_About this exercise_. From first line to last, give the material again unchanged.

_Records provided_.
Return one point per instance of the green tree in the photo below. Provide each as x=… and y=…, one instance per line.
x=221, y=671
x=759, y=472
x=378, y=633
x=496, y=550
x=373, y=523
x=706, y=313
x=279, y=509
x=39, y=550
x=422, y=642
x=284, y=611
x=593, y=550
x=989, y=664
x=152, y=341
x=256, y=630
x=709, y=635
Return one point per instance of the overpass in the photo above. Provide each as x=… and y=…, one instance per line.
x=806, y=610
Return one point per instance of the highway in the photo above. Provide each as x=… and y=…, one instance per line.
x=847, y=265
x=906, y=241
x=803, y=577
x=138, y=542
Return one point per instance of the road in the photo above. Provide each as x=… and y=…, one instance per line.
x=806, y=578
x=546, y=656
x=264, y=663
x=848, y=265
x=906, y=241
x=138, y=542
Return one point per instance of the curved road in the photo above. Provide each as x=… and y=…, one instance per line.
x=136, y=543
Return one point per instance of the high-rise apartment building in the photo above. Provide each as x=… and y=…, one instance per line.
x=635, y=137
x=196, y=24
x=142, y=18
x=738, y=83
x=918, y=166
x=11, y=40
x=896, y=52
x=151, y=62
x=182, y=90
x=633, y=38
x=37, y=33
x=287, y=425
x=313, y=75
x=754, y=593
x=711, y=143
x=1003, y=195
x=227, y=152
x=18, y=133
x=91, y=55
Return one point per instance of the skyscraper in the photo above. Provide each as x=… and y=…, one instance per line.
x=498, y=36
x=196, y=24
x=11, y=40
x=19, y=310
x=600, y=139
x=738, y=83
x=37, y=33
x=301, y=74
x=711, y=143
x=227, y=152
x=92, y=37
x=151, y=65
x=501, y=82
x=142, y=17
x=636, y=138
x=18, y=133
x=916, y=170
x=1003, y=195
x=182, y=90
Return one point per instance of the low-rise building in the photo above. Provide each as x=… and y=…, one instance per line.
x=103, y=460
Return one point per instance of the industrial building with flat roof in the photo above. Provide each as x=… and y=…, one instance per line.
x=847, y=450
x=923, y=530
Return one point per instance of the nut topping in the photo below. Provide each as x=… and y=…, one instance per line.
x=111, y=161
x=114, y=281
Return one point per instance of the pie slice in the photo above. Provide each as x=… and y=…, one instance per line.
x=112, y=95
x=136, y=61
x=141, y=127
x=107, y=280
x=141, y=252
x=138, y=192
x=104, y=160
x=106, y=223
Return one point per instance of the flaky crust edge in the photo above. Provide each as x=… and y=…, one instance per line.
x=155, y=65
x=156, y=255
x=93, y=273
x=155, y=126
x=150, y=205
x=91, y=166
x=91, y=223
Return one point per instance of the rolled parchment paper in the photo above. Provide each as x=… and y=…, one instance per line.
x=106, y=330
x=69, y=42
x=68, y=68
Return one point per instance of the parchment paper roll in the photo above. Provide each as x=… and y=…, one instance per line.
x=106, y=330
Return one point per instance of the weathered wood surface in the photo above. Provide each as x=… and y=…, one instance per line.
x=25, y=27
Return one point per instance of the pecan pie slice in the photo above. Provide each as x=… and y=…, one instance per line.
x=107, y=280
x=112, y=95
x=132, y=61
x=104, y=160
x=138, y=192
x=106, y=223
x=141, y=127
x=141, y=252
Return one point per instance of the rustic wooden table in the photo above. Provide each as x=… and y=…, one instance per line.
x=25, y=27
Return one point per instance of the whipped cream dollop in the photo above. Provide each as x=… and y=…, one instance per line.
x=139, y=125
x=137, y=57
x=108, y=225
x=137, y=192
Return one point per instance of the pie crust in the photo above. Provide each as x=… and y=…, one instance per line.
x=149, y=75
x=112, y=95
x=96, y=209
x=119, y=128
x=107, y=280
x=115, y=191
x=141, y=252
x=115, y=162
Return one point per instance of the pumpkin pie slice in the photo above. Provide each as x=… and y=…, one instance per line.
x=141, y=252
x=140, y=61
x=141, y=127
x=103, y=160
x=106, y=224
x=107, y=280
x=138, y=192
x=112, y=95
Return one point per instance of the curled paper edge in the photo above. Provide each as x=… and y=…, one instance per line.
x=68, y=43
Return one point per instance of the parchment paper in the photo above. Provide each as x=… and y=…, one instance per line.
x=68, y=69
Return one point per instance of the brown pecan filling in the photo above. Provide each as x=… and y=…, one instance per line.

_Answer section_.
Return one point per instance of the green tree in the photo below. Provide each as x=… and y=…, one instance per line.
x=221, y=671
x=759, y=472
x=378, y=633
x=496, y=550
x=373, y=523
x=706, y=313
x=279, y=509
x=39, y=550
x=422, y=642
x=284, y=611
x=593, y=550
x=989, y=664
x=152, y=341
x=256, y=630
x=709, y=635
Return one point per instance of the overpass in the photo above. Provide each as x=… and y=…, one instance per line.
x=806, y=610
Return one point per instance of the highway in the photo above. Provide each as x=… and y=…, one instance per line.
x=847, y=265
x=906, y=241
x=803, y=577
x=138, y=542
Return one point per instance of the road in the photo above. Provide each as x=… and y=…, one instance per line.
x=806, y=578
x=546, y=656
x=264, y=663
x=848, y=265
x=906, y=241
x=138, y=542
Return one point per instance of the curved road in the photo above. Provide each as x=… and y=…, one instance per line.
x=136, y=543
Return one point per instance of the high-rise apartment building in the photo above. Provide each as x=… and y=…, one instance per line.
x=635, y=137
x=196, y=24
x=142, y=18
x=738, y=83
x=918, y=166
x=11, y=40
x=896, y=52
x=151, y=62
x=182, y=90
x=633, y=38
x=37, y=33
x=287, y=425
x=313, y=75
x=754, y=593
x=711, y=143
x=1003, y=195
x=227, y=152
x=18, y=133
x=91, y=55
Return one point per instance of the skyscraper in the photo above. Provide each as x=… and y=…, one instance per line.
x=498, y=36
x=196, y=24
x=11, y=40
x=19, y=310
x=600, y=139
x=738, y=83
x=37, y=33
x=301, y=74
x=711, y=143
x=227, y=152
x=92, y=37
x=151, y=65
x=501, y=82
x=142, y=17
x=636, y=138
x=18, y=133
x=916, y=170
x=1003, y=195
x=182, y=90
Return one point per instance of the low-rise building in the photo above. Provide each as x=… and y=…, one instance per line.
x=103, y=460
Return one point per instance of the industrial building with flat roof in the photo above. Provide each as x=… and y=…, one instance per line.
x=847, y=450
x=923, y=530
Return one point per instance of the nut topping in the photo below. Provide each as x=… and y=…, one instance per line.
x=111, y=161
x=114, y=281
Return one point per instance of the pie slice in the photo above. Provide each as x=… and y=…, one instance per line.
x=112, y=95
x=136, y=61
x=141, y=127
x=107, y=280
x=141, y=252
x=138, y=192
x=104, y=160
x=106, y=223
Return one point per instance of the flaky crust edge in the photo above. Provide each as x=… and y=…, one instance per line.
x=155, y=65
x=156, y=255
x=93, y=273
x=155, y=126
x=150, y=205
x=91, y=166
x=91, y=223
Return one point per instance of the rolled parchment paper in the photo above. Provide each as x=… and y=…, one instance per line.
x=106, y=330
x=69, y=42
x=68, y=68
Return one point per instance of the parchment paper roll in the photo above. Provide each as x=… and y=…, one instance per line.
x=106, y=330
Return one point per instance of the weathered wood surface in the photo above. Provide each as x=… and y=…, one instance per line.
x=25, y=27
Return one point per instance of the pecan pie slice in the photo above. Provide each as x=… and y=…, one instance per line.
x=107, y=280
x=112, y=95
x=132, y=61
x=104, y=160
x=138, y=192
x=106, y=223
x=141, y=127
x=141, y=252
Return one point per instance of the rustic wooden table in the photo above. Provide each as x=… and y=…, one instance per line.
x=25, y=27
Return one point per instance of the whipped cream dollop in the photo above. Provide each as x=… and y=…, one instance per line.
x=139, y=125
x=137, y=57
x=108, y=225
x=137, y=192
Return one point per instance of the pie crust in the photo above. Provide each as x=… and y=…, one instance per line.
x=149, y=75
x=112, y=95
x=96, y=209
x=119, y=128
x=107, y=280
x=115, y=191
x=141, y=252
x=115, y=162
Return one point per instance of the pumpkin pie slice in the photo above. Provide each as x=… and y=…, one instance per line.
x=141, y=252
x=140, y=61
x=141, y=127
x=103, y=160
x=106, y=224
x=107, y=280
x=138, y=192
x=112, y=95
Return one point per instance of the curled paper edge in the photo above. Provide each as x=… and y=…, one instance per line.
x=68, y=43
Return one point per instance of the parchment paper in the photo above. Provide each as x=… and y=…, one instance per line.
x=68, y=69
Return one point per instance of the brown pecan filling in the photo above. Provide each as x=… and y=…, one instance per line.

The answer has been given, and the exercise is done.